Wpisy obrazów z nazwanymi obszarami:
%%
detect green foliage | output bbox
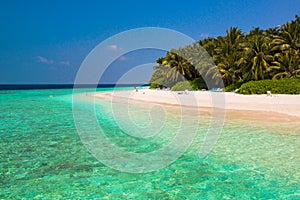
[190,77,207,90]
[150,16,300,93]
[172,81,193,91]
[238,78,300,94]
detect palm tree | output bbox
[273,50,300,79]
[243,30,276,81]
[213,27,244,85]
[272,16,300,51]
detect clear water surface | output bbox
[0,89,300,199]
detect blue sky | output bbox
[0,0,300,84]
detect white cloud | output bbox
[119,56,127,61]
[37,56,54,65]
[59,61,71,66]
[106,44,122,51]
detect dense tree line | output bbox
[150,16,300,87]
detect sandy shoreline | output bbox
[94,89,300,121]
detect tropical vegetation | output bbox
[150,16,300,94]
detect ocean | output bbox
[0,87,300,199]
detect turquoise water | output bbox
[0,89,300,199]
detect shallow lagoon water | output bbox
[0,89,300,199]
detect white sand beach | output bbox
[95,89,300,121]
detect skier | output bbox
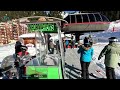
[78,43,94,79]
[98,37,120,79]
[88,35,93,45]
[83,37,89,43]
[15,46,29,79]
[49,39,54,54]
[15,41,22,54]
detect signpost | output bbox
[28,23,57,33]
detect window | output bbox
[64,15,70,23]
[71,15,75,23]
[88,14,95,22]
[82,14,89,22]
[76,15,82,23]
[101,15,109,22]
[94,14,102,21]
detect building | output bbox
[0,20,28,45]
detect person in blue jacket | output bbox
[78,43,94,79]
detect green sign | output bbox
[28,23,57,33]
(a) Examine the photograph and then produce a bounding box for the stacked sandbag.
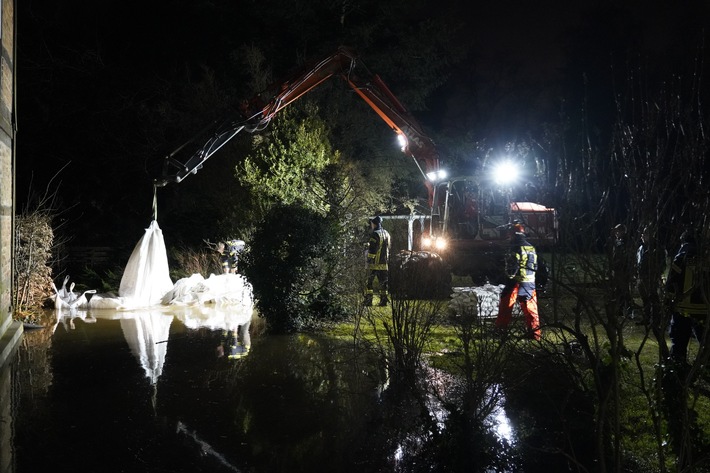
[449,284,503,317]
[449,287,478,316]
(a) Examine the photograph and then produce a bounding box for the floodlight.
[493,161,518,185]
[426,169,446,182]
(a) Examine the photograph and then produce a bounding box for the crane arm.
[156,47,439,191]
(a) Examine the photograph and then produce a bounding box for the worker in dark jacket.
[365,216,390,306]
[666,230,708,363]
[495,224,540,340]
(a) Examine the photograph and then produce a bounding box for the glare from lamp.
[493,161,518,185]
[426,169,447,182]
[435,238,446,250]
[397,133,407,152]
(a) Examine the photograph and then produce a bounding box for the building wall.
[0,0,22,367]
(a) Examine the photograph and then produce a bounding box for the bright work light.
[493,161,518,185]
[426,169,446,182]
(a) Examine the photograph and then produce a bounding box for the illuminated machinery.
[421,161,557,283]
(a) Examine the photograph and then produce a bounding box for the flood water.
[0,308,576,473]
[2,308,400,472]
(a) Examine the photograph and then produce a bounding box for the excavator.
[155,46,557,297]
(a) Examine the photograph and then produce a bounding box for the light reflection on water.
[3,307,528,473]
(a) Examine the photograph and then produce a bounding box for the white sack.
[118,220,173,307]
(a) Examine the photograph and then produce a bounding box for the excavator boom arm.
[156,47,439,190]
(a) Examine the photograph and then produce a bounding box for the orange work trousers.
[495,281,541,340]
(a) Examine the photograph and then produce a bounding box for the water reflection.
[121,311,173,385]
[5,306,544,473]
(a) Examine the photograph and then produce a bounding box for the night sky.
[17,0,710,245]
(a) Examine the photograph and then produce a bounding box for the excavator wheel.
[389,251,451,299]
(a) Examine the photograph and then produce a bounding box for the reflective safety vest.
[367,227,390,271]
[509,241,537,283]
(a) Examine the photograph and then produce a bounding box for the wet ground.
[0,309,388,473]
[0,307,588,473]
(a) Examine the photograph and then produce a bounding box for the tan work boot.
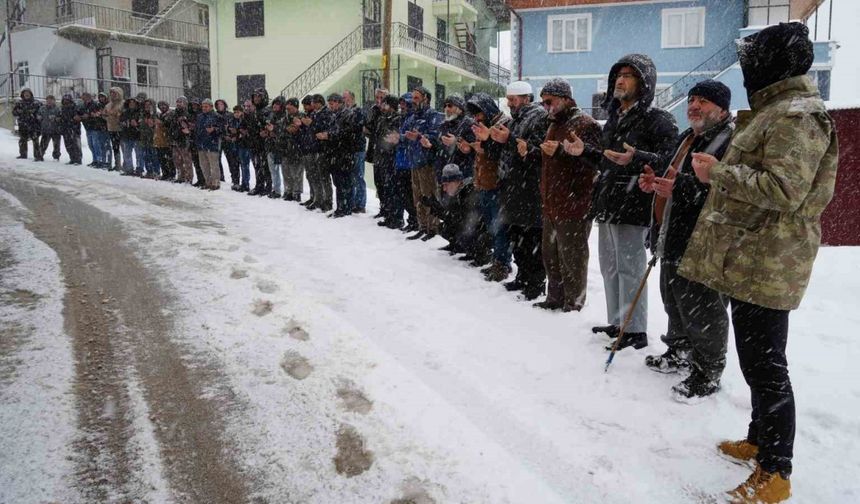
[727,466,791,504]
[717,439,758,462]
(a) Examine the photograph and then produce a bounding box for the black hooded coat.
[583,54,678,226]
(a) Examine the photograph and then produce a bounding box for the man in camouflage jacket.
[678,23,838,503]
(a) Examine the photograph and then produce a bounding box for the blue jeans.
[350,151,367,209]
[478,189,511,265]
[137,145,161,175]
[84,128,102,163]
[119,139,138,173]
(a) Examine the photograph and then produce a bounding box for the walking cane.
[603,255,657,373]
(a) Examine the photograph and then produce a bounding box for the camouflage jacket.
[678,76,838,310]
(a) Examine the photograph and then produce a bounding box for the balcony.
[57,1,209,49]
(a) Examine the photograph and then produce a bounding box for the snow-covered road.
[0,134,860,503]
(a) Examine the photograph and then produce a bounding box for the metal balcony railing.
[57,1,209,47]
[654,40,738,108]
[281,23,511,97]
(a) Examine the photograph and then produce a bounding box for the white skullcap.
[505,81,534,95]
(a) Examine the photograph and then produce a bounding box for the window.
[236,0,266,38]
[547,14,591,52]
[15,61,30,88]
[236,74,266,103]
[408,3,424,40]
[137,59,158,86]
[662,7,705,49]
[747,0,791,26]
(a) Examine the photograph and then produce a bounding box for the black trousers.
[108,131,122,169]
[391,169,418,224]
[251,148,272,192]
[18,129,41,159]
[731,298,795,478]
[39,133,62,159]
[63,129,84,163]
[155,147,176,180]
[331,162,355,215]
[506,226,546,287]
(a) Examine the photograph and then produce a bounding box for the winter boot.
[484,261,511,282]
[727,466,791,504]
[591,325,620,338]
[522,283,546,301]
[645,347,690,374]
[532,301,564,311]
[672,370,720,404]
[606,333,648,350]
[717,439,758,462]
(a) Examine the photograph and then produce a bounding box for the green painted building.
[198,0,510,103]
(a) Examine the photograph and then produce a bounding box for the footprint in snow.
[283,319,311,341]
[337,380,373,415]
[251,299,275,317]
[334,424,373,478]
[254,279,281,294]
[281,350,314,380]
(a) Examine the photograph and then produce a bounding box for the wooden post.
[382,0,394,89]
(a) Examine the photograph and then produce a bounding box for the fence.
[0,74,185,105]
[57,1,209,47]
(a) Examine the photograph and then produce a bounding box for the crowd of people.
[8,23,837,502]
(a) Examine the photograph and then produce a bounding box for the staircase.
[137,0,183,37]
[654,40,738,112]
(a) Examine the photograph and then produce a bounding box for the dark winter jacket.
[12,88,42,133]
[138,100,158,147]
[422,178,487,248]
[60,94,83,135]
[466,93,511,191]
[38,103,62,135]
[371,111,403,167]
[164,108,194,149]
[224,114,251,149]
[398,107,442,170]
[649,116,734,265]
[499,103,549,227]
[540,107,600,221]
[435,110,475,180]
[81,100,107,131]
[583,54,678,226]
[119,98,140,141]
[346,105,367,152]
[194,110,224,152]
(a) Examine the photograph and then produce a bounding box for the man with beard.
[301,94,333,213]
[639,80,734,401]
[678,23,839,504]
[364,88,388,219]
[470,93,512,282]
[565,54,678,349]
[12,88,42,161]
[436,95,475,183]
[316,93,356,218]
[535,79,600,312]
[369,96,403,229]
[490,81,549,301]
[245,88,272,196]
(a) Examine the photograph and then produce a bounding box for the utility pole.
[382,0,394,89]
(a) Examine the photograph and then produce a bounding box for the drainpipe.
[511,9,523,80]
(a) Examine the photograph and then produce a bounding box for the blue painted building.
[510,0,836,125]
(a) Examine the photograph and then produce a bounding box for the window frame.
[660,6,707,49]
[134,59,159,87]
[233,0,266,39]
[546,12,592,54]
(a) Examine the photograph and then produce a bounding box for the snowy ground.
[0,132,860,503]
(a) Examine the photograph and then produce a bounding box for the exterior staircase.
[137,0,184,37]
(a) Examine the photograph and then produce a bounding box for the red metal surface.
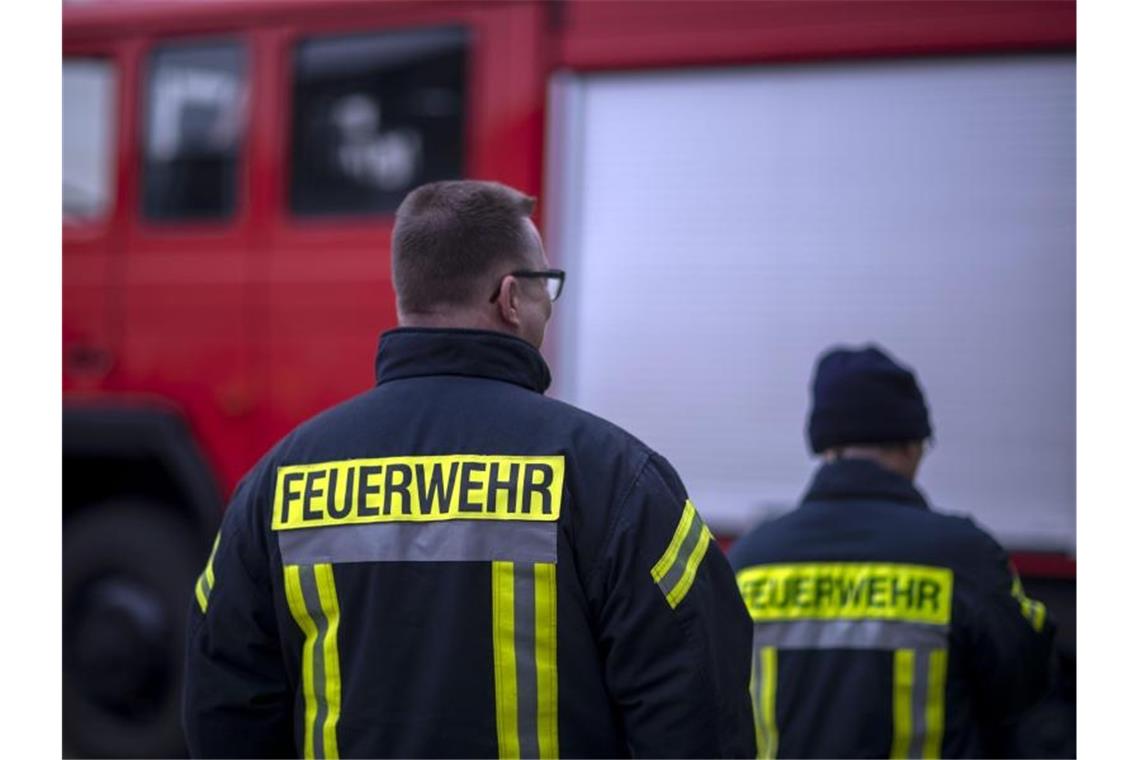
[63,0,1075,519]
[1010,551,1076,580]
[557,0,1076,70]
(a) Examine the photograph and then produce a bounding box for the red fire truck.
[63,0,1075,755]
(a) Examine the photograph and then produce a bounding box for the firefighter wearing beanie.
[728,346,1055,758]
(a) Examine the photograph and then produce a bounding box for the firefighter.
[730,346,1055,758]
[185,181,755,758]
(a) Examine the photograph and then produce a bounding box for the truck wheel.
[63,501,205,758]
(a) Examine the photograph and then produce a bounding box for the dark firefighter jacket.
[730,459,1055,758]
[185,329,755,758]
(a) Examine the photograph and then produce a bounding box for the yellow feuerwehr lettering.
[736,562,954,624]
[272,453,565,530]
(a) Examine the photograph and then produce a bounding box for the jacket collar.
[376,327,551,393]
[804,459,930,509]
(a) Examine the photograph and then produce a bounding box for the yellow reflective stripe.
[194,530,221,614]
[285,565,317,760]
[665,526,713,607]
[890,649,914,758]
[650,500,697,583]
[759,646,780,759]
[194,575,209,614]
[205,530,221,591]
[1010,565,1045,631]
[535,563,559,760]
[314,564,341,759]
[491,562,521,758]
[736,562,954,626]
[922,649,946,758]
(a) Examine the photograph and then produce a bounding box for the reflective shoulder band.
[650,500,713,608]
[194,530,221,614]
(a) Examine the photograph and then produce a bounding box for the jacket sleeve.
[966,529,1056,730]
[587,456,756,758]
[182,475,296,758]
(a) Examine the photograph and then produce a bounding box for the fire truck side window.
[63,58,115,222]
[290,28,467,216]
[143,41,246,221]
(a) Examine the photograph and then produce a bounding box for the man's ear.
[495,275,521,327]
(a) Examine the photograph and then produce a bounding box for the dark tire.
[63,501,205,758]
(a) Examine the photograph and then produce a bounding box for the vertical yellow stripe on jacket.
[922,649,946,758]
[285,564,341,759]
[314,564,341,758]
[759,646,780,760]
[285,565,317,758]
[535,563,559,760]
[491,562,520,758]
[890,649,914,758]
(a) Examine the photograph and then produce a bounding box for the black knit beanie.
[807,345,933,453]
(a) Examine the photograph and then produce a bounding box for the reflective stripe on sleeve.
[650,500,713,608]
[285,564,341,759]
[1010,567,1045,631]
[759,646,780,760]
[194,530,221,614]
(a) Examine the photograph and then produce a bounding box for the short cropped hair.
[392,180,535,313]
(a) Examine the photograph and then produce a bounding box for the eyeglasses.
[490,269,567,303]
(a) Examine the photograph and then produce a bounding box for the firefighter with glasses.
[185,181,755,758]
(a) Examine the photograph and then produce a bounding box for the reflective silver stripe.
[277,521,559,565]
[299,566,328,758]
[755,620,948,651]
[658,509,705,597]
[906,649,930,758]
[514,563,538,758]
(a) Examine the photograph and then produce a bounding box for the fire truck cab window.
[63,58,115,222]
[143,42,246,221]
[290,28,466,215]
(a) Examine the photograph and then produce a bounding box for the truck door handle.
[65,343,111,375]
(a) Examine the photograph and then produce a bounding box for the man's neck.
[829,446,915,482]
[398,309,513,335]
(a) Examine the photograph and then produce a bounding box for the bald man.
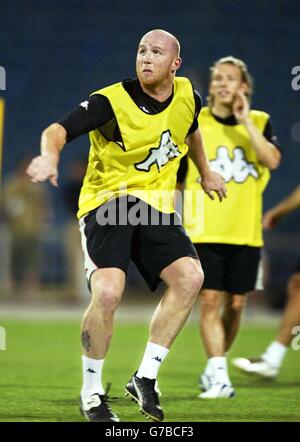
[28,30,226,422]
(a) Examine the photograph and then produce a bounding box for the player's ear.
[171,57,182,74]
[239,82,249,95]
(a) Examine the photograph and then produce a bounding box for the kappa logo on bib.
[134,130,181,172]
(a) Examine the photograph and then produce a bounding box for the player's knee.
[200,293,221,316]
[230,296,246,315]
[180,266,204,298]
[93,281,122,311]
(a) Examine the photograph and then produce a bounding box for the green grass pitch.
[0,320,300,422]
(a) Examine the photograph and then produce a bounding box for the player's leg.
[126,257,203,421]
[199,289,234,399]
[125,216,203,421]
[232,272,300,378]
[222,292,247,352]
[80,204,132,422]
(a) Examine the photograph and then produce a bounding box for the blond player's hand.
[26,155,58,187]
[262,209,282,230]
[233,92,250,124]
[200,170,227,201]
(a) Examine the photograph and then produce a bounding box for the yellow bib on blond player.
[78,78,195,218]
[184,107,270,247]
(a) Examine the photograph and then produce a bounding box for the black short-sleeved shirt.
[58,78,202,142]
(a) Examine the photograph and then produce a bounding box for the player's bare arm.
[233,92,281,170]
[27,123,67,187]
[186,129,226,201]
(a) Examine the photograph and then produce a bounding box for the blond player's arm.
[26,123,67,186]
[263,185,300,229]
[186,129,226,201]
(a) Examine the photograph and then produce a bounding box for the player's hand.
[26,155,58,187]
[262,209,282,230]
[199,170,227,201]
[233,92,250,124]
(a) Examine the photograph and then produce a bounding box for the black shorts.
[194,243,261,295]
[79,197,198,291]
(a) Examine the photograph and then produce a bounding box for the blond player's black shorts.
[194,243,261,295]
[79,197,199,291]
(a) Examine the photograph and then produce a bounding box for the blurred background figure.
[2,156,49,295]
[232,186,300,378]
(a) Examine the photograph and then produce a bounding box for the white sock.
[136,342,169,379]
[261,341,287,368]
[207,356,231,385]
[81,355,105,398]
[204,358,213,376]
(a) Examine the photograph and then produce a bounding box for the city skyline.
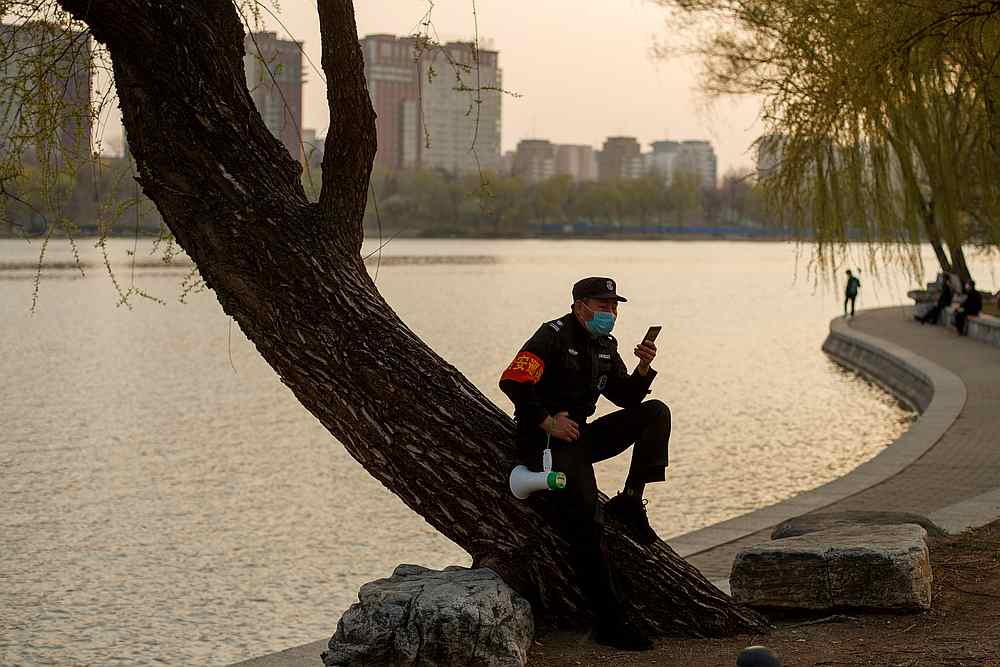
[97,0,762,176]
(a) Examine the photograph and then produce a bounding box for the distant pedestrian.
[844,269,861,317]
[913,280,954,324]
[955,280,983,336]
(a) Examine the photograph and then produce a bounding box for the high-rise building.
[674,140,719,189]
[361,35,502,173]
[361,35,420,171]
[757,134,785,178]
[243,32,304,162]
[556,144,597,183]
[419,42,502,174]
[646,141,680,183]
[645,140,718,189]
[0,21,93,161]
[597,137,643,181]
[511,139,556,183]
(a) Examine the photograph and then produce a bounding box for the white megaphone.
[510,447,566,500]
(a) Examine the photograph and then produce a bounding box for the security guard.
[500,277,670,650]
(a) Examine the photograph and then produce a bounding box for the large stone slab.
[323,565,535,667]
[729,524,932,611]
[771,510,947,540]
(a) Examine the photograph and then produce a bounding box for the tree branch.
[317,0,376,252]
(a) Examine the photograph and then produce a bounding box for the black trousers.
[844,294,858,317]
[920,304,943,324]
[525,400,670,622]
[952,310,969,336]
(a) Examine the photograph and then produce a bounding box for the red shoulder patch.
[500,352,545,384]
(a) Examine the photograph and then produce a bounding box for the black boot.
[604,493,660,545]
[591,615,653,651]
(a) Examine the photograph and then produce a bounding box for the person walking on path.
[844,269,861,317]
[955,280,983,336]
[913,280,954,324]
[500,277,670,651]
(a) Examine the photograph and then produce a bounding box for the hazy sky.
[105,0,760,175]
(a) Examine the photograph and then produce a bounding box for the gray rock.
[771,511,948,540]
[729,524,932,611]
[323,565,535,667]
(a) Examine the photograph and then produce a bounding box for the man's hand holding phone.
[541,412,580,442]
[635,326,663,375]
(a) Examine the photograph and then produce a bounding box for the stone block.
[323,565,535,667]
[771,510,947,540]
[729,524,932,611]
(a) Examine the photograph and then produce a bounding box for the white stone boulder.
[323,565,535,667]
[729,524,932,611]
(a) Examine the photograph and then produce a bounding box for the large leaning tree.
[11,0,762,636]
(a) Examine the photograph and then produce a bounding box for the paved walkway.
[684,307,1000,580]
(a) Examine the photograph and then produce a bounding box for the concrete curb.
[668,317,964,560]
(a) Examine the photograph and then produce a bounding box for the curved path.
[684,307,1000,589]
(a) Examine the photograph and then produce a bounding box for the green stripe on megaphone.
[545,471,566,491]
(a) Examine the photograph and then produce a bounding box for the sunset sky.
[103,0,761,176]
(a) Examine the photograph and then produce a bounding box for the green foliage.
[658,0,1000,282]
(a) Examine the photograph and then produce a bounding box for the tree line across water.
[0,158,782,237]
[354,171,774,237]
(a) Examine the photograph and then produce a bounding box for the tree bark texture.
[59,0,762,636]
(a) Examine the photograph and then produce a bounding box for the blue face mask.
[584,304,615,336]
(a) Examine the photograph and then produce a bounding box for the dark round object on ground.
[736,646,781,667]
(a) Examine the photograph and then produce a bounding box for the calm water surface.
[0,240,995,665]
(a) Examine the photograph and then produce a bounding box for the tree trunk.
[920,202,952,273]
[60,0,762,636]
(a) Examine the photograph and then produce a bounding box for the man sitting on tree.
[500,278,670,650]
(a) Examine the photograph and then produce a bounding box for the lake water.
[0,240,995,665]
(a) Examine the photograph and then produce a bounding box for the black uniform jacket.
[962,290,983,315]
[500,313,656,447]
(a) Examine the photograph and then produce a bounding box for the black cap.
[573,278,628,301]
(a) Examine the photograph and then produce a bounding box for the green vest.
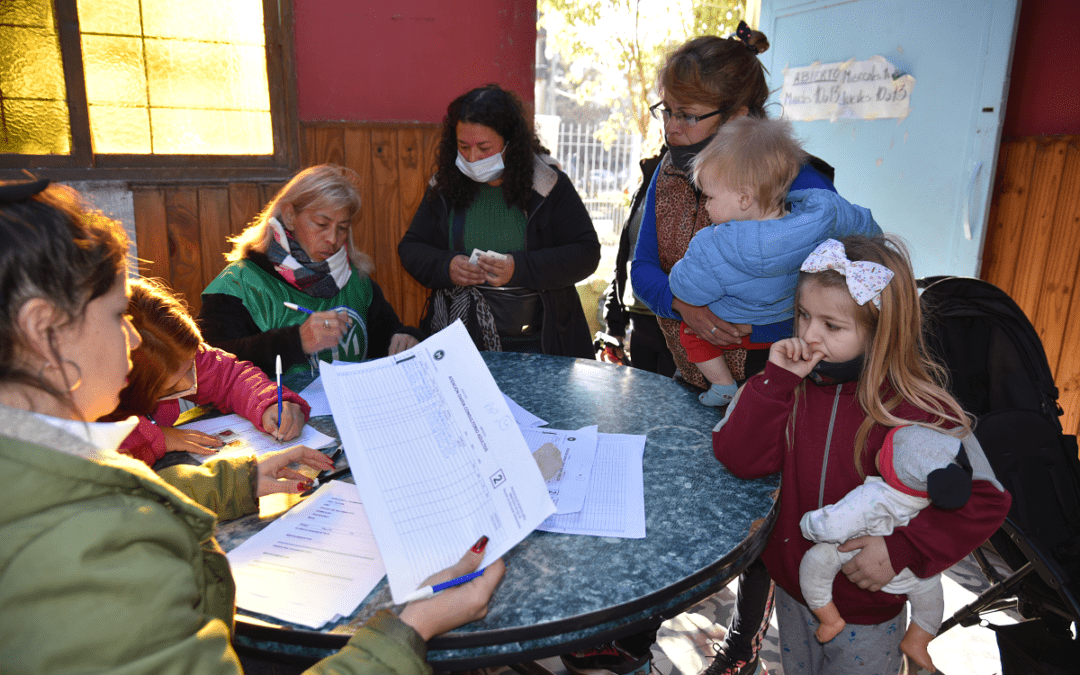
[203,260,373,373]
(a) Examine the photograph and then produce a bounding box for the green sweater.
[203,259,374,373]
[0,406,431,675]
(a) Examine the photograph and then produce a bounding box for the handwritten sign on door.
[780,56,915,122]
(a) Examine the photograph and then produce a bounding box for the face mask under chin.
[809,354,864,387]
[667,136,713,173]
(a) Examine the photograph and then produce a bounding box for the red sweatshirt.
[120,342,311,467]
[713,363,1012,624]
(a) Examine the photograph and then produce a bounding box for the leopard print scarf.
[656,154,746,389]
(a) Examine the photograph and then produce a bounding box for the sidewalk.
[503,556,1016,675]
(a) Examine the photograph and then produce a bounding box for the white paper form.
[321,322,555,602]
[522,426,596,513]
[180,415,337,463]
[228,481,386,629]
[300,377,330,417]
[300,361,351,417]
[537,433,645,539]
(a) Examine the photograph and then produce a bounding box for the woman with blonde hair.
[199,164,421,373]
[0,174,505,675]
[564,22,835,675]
%%
CEL ĆWICZENIA: Przedstaw jako listę numerowaną wiersze zestawienia od wiersza zawierającego „for the sidewalk.” do ostatniego wiersza zestawienia włącznie. Puste wiersze pomiń.

WYNIK ĆWICZENIA:
1. (a) Examine the photograph and then produce a bounding box for the sidewalk.
2. [503,556,1016,675]
3. (a) Examine the photograph and then produce a bounding box for the white paper form.
4. [321,322,555,602]
5. [522,426,596,513]
6. [180,415,337,463]
7. [228,481,386,629]
8. [300,377,330,417]
9. [300,361,351,417]
10. [537,433,645,539]
11. (a) Examine the photograph and then produce a bounding box for the woman with blonde hair.
12. [199,164,421,373]
13. [0,174,505,675]
14. [564,22,835,675]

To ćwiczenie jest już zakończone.